╔══

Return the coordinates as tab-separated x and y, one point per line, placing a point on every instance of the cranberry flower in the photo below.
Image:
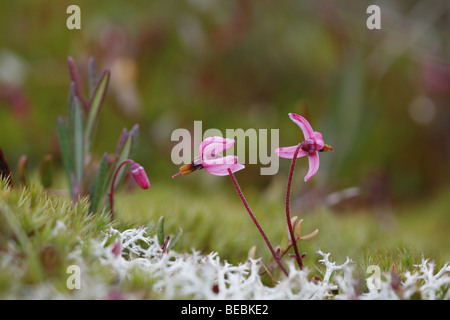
310	146
211	160
140	176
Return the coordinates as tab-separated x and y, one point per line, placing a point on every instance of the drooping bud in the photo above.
140	176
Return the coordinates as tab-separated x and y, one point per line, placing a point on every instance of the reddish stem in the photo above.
288	215
111	193
255	221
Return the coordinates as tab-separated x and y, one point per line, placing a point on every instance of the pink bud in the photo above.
140	176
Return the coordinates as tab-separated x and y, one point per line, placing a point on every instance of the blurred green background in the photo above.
380	97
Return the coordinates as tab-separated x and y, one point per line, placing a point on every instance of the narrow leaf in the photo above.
160	230
124	155
5	171
78	141
92	71
62	132
95	106
76	79
99	184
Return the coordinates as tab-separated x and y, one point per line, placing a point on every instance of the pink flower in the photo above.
211	160
310	146
140	176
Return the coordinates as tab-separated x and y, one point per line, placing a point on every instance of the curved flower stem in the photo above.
111	193
288	215
255	221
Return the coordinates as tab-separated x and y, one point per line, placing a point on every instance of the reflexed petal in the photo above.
222	172
288	152
303	124
313	165
212	146
220	166
318	138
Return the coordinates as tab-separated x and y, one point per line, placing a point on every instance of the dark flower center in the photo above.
309	146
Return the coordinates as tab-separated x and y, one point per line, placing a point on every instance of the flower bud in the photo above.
140	176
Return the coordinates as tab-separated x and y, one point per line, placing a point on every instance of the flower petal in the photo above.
213	146
220	166
303	124
288	152
318	138
313	165
234	168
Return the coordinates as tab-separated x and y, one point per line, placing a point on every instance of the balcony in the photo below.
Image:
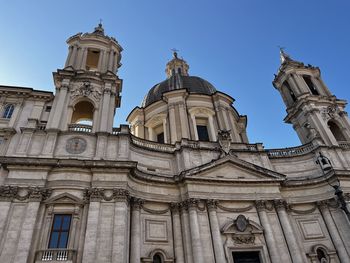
55	255
80	127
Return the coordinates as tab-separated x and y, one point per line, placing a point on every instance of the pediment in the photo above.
64	198
233	168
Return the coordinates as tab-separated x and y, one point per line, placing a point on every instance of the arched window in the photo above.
8	111
83	113
310	85
157	258
337	133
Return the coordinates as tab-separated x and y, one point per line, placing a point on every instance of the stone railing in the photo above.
55	255
152	145
344	144
290	152
80	127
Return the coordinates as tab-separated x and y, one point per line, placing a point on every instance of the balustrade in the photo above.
292	151
80	127
55	255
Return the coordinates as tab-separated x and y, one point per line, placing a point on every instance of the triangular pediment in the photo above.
232	168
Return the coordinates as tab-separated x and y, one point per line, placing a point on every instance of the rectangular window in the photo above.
60	231
203	134
160	137
246	257
310	84
92	59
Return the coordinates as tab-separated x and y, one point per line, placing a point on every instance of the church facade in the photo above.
181	182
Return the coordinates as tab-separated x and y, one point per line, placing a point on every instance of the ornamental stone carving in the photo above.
322	205
99	194
76	145
9	193
224	138
212	204
280	204
244	239
86	90
260	205
241	223
137	203
329	112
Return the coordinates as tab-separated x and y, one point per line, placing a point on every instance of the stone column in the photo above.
82	58
184	121
100	59
195	233
195	132
270	239
150	134
111	60
72	57
298	254
172	123
165	131
89	254
120	230
185	228
70	50
178	246
4	208
215	231
83	61
333	232
73	238
57	111
104	62
211	127
105	108
135	246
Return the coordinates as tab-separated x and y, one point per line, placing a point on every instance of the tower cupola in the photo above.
315	113
88	88
176	66
94	52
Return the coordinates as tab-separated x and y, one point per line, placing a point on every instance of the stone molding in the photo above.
11	193
137	203
212	204
280	204
102	194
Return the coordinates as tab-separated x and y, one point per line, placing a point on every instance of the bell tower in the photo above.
88	87
315	113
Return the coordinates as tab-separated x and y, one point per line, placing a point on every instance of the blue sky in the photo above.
232	44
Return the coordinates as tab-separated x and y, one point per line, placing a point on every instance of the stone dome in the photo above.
192	84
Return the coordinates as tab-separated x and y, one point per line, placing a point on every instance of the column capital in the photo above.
322	205
280	204
212	204
121	195
260	205
175	207
137	203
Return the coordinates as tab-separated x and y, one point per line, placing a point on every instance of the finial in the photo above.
283	55
174	52
99	29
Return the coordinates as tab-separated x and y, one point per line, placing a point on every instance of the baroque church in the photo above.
180	182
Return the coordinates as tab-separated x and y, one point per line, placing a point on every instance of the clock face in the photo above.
76	145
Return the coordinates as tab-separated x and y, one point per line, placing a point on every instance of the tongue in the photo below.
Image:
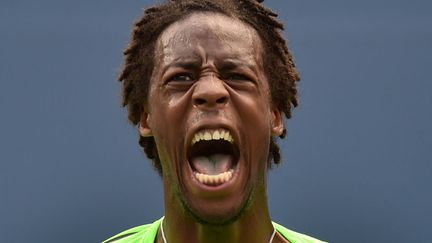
213	164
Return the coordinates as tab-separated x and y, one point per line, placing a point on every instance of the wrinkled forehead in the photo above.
200	27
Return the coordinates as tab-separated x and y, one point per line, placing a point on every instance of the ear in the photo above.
144	125
277	124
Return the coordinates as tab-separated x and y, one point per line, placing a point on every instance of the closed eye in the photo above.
238	77
182	77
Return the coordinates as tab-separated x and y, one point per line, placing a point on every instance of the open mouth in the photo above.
213	156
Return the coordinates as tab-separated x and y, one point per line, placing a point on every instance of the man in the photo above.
208	83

╚══

# Task to carry out:
Print every entry exactly as written, without the pictures.

# Result for this task:
Return the coordinates as tab-separated x and y, one point per line, placing a point on every instance of the cranberry flower in the photo below.
Image:
310	146
211	160
140	176
Return the coordinates as tab-separated x and y, one point per line, placing a point on every instance of the drooping bud in the photo above.
140	176
Return the coordinates as tab-separated x and y, one point per line, placing a point on every instance of the reddish stem in the photo above.
288	215
111	193
255	221
Return the coordinates as tab-separated x and y, one point per line, placing a point on every instance of the pink bud in the photo above.
140	176
Return the coordinates as tab-separated x and y, one point per line, placing a point on every instance of the blurred green background in the photo above.
380	97
Return the coordinates as tab-separated x and y, one point per line, placing a point on every instance of the narrow leaf in the photo above.
160	230
124	155
5	171
78	141
92	71
62	132
95	106
76	79
99	184
Return the coordinates as tab-separated x and y, one point per line, placing a point on every instance of the pink flower in the photo above.
211	160
310	146
140	176
Return the coordinates as tab-separated x and y, one point per line, placing a point on every instance of the curved flower stem in the photo above.
111	193
288	215
255	221
Return the coordinates as tab-separated x and y, one point per line, placing a point on every instance of the reflexed petal in the photo above.
222	172
288	152
303	124
313	165
212	146
220	166
318	138
Return the coordinates as tab-separated x and y, one point per line, placing a point on every instance of the dark flower center in the photo above.
309	146
Return the coordinates as tab-separated x and y, one point per line, placing a point on every instance of the flower bud in the photo above.
140	176
Return the coordinates as tab-separated x and y, one point per line, placing a point on every instance of the flower petal in the photo above.
213	146
220	166
303	124
288	152
318	138
313	165
234	168
Return the coordinates as tab-separated x and y, one point per line, placing a point on every instance of the balcony in the photo below.
Image:
55	255
80	127
Return the coordinates as tab-separated x and y, one point per line, placing a point on every instance of the pediment in the photo above.
64	198
233	168
Return the coordinates as tab-separated x and y, one point per line, placing a point on every instance of the arched window in the photo above.
8	111
83	113
310	85
157	258
337	133
Return the coordinates as tab-separated x and y, one point per line, placing a point on every instance of the stone railing in the photo above.
55	255
152	145
344	144
290	152
80	127
Return the coordinates as tab-separated x and y, one point per line, placing a point on every instance of the balustrade in the photo above.
292	151
80	127
55	255
Return the coordinates as tab-separated x and y, one point per line, placing a point on every instance of the triangular pediment in the photo above.
232	168
Return the coordinates as tab-separated x and y, one point per line, placing a point on every instance of the rectangular window in the photo above.
60	231
203	134
160	137
246	257
310	84
92	59
Return the coordinates as tab-separated x and y, one point per line, placing a point on every instance of the church facade in the photo above.
181	182
Return the coordinates as tab-separated x and y, one point per line, placing a point on every instance of the ornamental stone carving in the photo above.
322	205
99	194
76	145
9	193
224	138
212	204
280	204
244	239
86	90
260	205
241	223
137	203
329	112
Return the coordinates as tab-separated x and y, one point per line, placing a point on every instance of the stone column in the photo above.
82	58
184	121
100	59
195	233
195	132
270	239
150	134
111	60
72	57
298	254
172	123
165	131
89	254
120	230
185	228
70	50
178	246
4	208
215	231
83	61
333	232
73	238
57	111
104	62
211	127
105	108
135	246
Return the coordinates as tab-separated x and y, one point per line, placing a point on every instance of the tower cupola in the photo above.
315	113
88	88
176	66
94	52
Return the coordinates as tab-separated x and y, one point per line, placing a point on every instance of the stone molding in the photo above.
11	193
137	203
212	204
280	204
102	194
Return the coordinates as tab-separated x and y, one point per line, placing a point on every instance of the bell tower in the photo above.
88	87
315	113
Return the coordinates as tab-separated x and y, one point per line, placing a point on every instance of the blue sky in the photo above.
232	44
Return the coordinates as tab-separated x and y, one point per line, placing a point on every instance of the stone dome in the photo above.
192	84
Return the coordinates as tab-separated x and y, one point per line, placing a point on every instance of the column capital in the photo above.
322	205
280	204
212	204
121	195
260	205
175	207
137	203
Return the coordinates as tab-separated x and y, one point per line, placing a point on every instance of the finial in the photo above.
283	55
174	52
99	29
Return the coordinates as tab-separated x and y, one point per line, placing a point on every instance of the baroque church in the photo above.
180	182
Return the coordinates as tab-separated x and y, one point per line, placing a point on every instance of the clock face in the photo above.
76	145
Return the coordinates as tab-separated x and y, one point per line, placing a point on every instance of the tongue in the photo below.
Image:
213	164
Return the coordinates as tab-separated x and y, one point per line, placing a point on every instance of the wrinkled forehead in the photo above.
200	27
Return the coordinates as tab-separated x and y, one point per line, placing a point on every instance of the ear in the photo above.
144	125
277	124
Return the coordinates as tab-separated x and y, one point per line, placing a point on every instance of the closed eye in the photo above.
238	77
182	77
Return the coordinates as tab-separated x and y, one point per line, placing a point on every instance of the open mouth in the photo above.
213	156
Return the coordinates as tab-separated x and y, one point per line, placing a point on every instance of the man in the photo above.
208	83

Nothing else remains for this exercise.